Magnetfeld erzeugt LCD-ähnlichen nematischen Zustand in chiralem Supraleiter
Theorie könnte Experimente mit zweischichtigem Graphen am magischen Winkel erklären.
In konventionellen Supraleitern sieht die kollektive Wellenfunktion der supraleitenden Elektronen im Material in allen räumlichen Richtungen gleich aus. Wie ein Kreis kann sie gedreht werden, ohne ihre Form zu verändern. Im Gegensatz dazu besitzen unkonventionelle Supraleiter einen Ordnungsparameter, der blütenartige Ausbuchtungen haben kann und erst bei einer Drehung um bestimmte Winkel zu sich selbst zurückkehrt. Solche unkonventionellen Ordnungsparameter können sogar kombiniert werden, um chirale Zustände zu bilden.
Tao Yu vom für Struktur und Dynamik der Materie und seine Kollegen haben jetzt die Theorie aufgestellt, dass solche spiralartigen Zustände ihren chiralen Charakter verlieren können und stattdessen einen nematischen Zustand in einem Magnetfeld annehmen. Im nematischen Zustand, der von Flüssigkristallanzeigen bekannt ist, richten sich lange Moleküle so aus, dass sie alle in die gleiche Richtung zeigen. Im Supraleiter bewirkt dieser nematische Zustand, dass die Elektronen in einer Richtung besser Strom leiten als in der anderen. Das Magnetfeld presst den chiralen Supraleiter so lange zusammen, bis sich dessen Elektronen bevorzugt in dieselbe Richtung bewegen.
----
ZU ERLEDIGEN:
• A. Nennen Sie alle Arten von Supraleitern, die der Textauszug über Supraleiter erwähnt.
• B. Setzen Sie den Textauszug über Supraleiter im Anschluss an seinen letzten Satz fort.
Das anschließende Material hat mit dem Textauszug über Supraleiter nichts zu tun.

(Datensätze beschrifteter Punkte)
----
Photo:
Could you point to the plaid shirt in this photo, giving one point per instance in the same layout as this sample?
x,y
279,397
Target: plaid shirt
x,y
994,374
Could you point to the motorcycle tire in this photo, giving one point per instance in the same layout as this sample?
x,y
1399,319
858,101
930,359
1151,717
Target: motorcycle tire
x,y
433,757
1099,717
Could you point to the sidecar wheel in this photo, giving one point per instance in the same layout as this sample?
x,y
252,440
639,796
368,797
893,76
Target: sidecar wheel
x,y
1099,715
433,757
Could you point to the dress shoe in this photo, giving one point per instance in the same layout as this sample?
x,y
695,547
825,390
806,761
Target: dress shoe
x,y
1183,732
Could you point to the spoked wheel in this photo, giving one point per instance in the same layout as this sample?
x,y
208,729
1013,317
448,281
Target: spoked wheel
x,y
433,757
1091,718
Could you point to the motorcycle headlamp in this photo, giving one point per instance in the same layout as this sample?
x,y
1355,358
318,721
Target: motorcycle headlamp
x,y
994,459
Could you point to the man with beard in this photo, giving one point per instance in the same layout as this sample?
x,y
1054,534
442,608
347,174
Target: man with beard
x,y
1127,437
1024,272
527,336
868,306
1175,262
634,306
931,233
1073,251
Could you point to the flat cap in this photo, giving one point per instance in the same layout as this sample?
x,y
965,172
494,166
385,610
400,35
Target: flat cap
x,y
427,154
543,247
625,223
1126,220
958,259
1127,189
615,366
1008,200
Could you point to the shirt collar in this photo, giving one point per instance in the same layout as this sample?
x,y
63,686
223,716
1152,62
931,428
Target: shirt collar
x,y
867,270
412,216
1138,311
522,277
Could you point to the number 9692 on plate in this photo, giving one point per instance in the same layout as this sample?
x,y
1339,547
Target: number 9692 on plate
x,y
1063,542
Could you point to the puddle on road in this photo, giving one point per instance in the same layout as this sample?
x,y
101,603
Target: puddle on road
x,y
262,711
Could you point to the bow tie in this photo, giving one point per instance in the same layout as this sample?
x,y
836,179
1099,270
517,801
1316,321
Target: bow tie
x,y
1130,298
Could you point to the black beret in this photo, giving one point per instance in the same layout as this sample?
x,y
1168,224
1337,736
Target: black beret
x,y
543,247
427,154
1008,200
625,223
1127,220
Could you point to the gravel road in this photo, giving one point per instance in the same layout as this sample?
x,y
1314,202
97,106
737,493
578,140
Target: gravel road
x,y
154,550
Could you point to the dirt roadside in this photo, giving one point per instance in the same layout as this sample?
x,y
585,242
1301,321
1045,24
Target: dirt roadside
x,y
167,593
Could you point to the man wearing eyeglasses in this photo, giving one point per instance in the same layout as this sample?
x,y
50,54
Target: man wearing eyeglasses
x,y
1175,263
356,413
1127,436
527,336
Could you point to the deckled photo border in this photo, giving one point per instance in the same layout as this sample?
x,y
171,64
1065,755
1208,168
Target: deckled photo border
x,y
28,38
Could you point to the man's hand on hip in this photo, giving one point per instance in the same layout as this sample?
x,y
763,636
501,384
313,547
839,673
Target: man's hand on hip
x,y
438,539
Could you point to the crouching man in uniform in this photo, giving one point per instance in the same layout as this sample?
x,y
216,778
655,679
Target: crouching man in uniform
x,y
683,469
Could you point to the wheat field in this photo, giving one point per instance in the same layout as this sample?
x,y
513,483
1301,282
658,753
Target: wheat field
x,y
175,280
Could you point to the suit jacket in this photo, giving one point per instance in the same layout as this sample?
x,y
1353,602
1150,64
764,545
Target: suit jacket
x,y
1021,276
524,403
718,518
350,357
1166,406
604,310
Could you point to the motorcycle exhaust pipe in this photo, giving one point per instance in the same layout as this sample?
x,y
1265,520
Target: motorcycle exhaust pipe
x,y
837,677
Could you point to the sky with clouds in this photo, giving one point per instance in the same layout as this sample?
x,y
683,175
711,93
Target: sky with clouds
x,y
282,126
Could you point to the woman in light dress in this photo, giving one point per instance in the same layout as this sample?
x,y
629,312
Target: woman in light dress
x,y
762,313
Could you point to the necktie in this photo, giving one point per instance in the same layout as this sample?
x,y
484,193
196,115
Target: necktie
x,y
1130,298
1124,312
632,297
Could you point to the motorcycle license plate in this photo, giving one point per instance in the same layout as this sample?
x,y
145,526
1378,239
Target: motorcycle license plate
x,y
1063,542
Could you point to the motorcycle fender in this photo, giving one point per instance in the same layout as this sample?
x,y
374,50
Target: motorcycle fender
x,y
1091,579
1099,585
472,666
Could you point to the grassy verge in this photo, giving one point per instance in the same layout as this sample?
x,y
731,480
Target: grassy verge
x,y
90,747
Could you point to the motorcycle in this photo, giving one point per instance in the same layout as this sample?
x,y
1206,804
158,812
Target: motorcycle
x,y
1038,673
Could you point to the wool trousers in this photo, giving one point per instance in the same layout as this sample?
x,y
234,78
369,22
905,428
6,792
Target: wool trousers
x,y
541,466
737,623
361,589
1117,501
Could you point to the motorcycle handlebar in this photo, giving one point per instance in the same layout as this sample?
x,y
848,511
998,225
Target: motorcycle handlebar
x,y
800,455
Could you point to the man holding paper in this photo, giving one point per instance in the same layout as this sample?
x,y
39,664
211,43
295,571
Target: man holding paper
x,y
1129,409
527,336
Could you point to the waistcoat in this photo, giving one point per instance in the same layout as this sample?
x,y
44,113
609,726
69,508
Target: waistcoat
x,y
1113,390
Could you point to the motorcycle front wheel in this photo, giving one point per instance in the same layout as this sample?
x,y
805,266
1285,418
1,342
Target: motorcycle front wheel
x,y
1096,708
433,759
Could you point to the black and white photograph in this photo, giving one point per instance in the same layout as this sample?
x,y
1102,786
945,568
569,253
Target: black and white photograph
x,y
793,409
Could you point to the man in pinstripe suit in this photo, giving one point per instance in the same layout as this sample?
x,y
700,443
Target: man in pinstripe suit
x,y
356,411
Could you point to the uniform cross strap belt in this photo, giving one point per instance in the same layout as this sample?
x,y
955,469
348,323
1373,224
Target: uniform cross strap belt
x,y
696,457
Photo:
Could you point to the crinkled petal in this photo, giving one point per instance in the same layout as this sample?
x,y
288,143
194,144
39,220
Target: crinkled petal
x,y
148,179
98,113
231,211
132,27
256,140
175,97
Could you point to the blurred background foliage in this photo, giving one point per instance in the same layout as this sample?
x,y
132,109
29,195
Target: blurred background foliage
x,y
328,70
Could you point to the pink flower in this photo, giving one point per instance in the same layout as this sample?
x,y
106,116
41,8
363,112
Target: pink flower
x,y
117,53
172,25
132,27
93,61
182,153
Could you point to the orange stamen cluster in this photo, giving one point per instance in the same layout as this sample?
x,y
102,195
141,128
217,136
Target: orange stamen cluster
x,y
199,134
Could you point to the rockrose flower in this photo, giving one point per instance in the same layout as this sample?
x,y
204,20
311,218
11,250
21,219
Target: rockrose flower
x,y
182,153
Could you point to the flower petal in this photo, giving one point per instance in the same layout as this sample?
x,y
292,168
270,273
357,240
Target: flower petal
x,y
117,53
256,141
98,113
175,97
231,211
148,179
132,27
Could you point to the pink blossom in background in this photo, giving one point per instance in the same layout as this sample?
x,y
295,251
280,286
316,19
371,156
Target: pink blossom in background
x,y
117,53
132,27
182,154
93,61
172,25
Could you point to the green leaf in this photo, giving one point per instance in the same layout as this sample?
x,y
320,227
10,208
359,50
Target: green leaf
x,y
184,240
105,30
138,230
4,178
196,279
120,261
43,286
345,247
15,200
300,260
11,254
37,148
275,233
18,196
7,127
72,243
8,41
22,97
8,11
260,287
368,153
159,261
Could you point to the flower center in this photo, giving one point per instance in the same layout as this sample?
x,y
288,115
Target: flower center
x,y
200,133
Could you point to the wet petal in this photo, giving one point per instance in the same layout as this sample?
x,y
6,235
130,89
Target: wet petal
----
ANTWORTEN JE AUFGABE:
• A.
- konventionelle Supraleiter
- unkonventionelle Supraleiter
- chirale Supraleiter

• B.
Das Interesse der Theoretiker an diesem Problem wurde durch ein Experiment der Gruppe von Pablo Jarillo-Herrero am Massachusetts Institute of Technology geweckt. Dort beobachteten die Forscher nematisches Verhalten in verdrehtem zweischichtigem Graphen, englisch „twisted bilayer graphene“, kurz TBG, das einem Magnetfeld ausgesetzt wurde. „In dieser Arbeit wurde die Verbindung zwischen dem beobachteten nematischen Verhalten und den zugrundeliegenden chiralen Zuständen nicht hergestellt", sagt Dante Kennes von der RWTH Aachen. „Es bleibt abzuwarten, ob unsere Theorie die Nematizität in TBG erklärt, oder ob sie einen anderen Ursprung hat. Dazu sind weitere Experimente nötig. Unsere Theorie gilt aber nicht nur für dieses Material, sondern ist allgemeiner anwendbar."
„Interessanterweise könnte das Experiment einen indirekten Hinweis auf die chirale Supraleitung erbracht haben“, hebt Michael Sentef vom MPSD hervor. „Falls das bestätigt würde, wäre es von großer Bedeutung."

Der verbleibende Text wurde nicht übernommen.